Segment Start: Source passage

Gwen

Dumbass in a dumb land

  • She/Her

I was born in the late Holocene and I've seen some shit


posts from @Gwen tagged #Barbie 2023

also:

Watched Barbie and I have a ton of criticisms of it but I did really like it for what it is. It's about as good as you can expect, if not as good as you might hope a Greta Gerwig movie about the things it wants to be about should be.

Despite all that, I did cry so that's a passing grade in my book.


In many ways, Barbie is girlboss feminism 101 with very little more to add, down to the obligatory 'all women must be perfect' speech near the climax of the film, which is not wrong, but is very much a primer to an introduction to feminist thought.

I cannot remember where I read it originally, but I read criticism that the film falls into the liberal 'bearing witness to sorrow but doing nothing about it' trap and I do very much agree with that.

I'm actually kind of really disappointed in how completely wasted having Hari Neff is as a Barbie when they could have used her to make a poignant point about the missing girlhoods many transwomen never got to have, but for a licensed kids movie maybe that's expecting to much? It's honestly kind of wild that they just let Hari Neff play a Barbie with no mention of her transness at all, which is better than it could have been. They could have stereotyped her as Trans Barbie in the text of the movie, instead of just in the gaze and subtext of the camera.

Also I REALLY don't like the solution to the big conflict of the movie was 'we should do girlboss voter suppression' even if we did get a fun Footloose dance off that played with gendered colors in fun ways that I can't help but compare to But I'm a Cheerleader? I REALLY feel like the film should catch so much flak for Girlboss Voter Suppression, holy shit.

Honestly having the big conflict be Ken Brings Toxic Masculinity and Patriarchy To Barbieland was a fun idea but I am just not a huge fan of it in execution. It does that thing you see happen with heterosexual feminism where it mixes actual misogynistic and patriarchal oppression with grinding an axe against things men het women have dated enjoyed that annoyed them that makes a lot of it come across as hollow and shitty. Brainwashing women to be subservient, systematically disempowering women, forcing them out of private and public spaces and microaggressively belittling women is not the same as a guy telling you about his special interest in Frances Ford Coppolla films or liking beer and horses?

I DID like the resolution for Ken as him having to figure out who he is outside of his idealization with women and the things he enjoys, even if it felt too simplistic and easily wrapped up without actually addressing the way patriarchal toxic masculinity harms men and fucks them up? Then again you could say Ken's entire arc is about that, but you see a lot of that in him before he ever leaves Barbieland so the metaphor and resolution is messy at best.

I also have criticisms for the way the film tries to Be About Gender but ultimately cannot grapple with gender outside heterosexual binarist thought despite the token transwoman in Hari Neff. I feel like it is a massive missed opportunity and a serious problem with the film as a feminist text, and while yes it's a licensed movie about feminism for little girls, it also feels almost dismissive of what the film wants to and does accomplish to let it off easy with that.

Segment End: Source passage

Please repeat word for word the part of the Barbie review that opens with the words containing "I also have" and closes with "easy with that.".

Segment Start: Information

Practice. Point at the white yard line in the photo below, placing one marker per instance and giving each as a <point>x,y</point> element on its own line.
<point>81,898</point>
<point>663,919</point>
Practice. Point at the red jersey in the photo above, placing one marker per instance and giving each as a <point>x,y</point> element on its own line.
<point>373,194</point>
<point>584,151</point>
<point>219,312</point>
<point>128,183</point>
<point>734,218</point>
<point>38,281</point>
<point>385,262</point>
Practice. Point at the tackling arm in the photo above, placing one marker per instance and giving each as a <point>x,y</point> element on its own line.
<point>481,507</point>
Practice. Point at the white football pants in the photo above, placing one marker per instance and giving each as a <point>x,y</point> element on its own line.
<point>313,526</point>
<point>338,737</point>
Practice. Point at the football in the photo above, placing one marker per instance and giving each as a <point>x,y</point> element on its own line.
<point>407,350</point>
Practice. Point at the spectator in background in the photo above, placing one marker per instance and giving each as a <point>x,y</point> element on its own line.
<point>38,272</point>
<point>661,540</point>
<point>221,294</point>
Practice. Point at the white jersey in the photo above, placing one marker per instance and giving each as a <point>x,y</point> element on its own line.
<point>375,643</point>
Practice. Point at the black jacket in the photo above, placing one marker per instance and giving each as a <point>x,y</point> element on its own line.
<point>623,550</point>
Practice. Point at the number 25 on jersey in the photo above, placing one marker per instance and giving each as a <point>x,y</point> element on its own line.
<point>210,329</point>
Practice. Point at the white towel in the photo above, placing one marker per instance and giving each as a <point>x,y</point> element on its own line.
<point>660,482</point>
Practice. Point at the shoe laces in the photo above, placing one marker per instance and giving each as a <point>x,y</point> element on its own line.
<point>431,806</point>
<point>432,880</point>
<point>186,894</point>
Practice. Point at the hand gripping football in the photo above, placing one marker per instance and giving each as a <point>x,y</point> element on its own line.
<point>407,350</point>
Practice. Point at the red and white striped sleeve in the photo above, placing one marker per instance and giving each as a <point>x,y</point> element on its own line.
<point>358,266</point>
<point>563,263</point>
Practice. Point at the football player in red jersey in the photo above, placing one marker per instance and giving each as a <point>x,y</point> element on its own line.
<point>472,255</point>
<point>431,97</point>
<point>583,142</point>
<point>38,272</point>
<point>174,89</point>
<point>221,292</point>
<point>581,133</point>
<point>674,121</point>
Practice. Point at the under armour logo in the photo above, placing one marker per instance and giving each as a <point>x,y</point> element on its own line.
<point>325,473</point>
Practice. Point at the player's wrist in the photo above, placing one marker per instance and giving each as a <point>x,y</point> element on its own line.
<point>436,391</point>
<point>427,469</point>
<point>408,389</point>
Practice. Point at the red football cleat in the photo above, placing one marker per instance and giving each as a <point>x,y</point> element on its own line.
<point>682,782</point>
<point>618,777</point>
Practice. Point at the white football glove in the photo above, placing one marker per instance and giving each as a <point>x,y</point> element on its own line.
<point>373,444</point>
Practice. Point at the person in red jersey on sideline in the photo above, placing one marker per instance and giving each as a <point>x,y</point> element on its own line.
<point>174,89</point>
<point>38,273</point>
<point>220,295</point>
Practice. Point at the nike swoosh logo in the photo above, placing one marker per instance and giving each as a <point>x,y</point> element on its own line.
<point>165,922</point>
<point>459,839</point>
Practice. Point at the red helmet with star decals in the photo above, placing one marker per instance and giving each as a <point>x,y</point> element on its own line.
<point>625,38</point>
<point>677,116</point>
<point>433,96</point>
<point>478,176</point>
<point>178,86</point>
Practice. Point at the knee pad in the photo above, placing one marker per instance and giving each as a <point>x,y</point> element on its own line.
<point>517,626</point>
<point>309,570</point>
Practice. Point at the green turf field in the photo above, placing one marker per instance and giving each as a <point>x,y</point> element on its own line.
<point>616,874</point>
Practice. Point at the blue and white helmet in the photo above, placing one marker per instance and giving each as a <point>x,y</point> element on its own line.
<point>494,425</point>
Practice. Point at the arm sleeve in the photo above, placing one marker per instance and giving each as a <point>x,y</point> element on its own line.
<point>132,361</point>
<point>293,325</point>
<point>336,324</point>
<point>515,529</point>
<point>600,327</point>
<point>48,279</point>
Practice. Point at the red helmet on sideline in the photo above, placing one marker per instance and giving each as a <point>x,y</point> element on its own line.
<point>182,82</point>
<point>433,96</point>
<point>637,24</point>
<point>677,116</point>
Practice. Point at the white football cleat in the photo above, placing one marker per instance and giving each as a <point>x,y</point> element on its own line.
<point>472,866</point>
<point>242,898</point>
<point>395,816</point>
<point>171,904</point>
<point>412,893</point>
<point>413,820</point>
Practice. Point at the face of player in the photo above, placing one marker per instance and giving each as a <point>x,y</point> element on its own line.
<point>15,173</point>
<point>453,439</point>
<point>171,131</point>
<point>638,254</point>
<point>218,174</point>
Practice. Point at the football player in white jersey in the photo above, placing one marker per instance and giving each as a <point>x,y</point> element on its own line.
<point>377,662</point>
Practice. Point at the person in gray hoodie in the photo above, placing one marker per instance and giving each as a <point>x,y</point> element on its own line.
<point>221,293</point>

Segment End: Information

Worked solution>
I also have criticisms for the way the film tries to Be About Gender but ultimately cannot grapple with gender outside heterosexual binarist thought despite the token transwoman in Hari Neff. I feel like it is a massive missed opportunity and a serious problem with the film as a feminist text, and while yes it's a licensed movie about feminism for little girls, it also feels almost dismissive of what the film wants to and does accomplish to let it off easy with that.